Data for analysis:
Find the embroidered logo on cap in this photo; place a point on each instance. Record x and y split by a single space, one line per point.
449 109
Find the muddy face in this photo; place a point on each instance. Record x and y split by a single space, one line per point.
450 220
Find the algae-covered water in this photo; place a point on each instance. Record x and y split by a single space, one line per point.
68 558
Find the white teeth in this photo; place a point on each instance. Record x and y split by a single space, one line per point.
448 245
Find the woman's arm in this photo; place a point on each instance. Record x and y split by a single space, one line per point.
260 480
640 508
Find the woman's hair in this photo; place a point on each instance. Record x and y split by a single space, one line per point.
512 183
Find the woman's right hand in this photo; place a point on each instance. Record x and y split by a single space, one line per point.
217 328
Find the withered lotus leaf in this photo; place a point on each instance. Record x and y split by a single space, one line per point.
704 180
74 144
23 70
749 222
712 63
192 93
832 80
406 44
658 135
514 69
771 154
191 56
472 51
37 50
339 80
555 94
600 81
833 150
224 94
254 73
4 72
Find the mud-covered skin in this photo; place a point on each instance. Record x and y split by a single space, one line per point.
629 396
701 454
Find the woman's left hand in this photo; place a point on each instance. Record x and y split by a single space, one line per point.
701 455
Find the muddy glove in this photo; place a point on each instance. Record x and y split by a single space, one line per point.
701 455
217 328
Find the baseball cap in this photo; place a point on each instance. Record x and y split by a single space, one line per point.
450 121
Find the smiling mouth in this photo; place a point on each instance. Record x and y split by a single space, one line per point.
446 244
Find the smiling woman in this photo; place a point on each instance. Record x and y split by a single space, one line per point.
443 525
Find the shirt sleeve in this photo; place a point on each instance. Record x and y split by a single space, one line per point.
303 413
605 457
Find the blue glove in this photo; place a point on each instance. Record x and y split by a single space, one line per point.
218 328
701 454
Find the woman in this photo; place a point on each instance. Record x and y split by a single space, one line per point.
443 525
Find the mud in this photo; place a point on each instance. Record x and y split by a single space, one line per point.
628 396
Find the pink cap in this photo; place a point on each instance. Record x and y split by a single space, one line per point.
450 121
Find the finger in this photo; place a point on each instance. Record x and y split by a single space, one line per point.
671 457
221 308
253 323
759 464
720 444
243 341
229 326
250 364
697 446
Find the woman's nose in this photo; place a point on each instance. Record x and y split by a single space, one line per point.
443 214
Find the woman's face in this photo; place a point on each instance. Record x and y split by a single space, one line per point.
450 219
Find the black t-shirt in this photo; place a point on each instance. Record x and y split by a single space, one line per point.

Aim of the task: Look above for the line with "Find the woman's face", then copy it and each later line exactly, stopping at the last line of the records.

Solution:
Find the woman's face in this photo; place a point on each instance. Record x and y split by a single space, one line per point.
450 219
Find the black t-shirt in this photo; place a point on each instance. Record x and y split by a single space, one line per point.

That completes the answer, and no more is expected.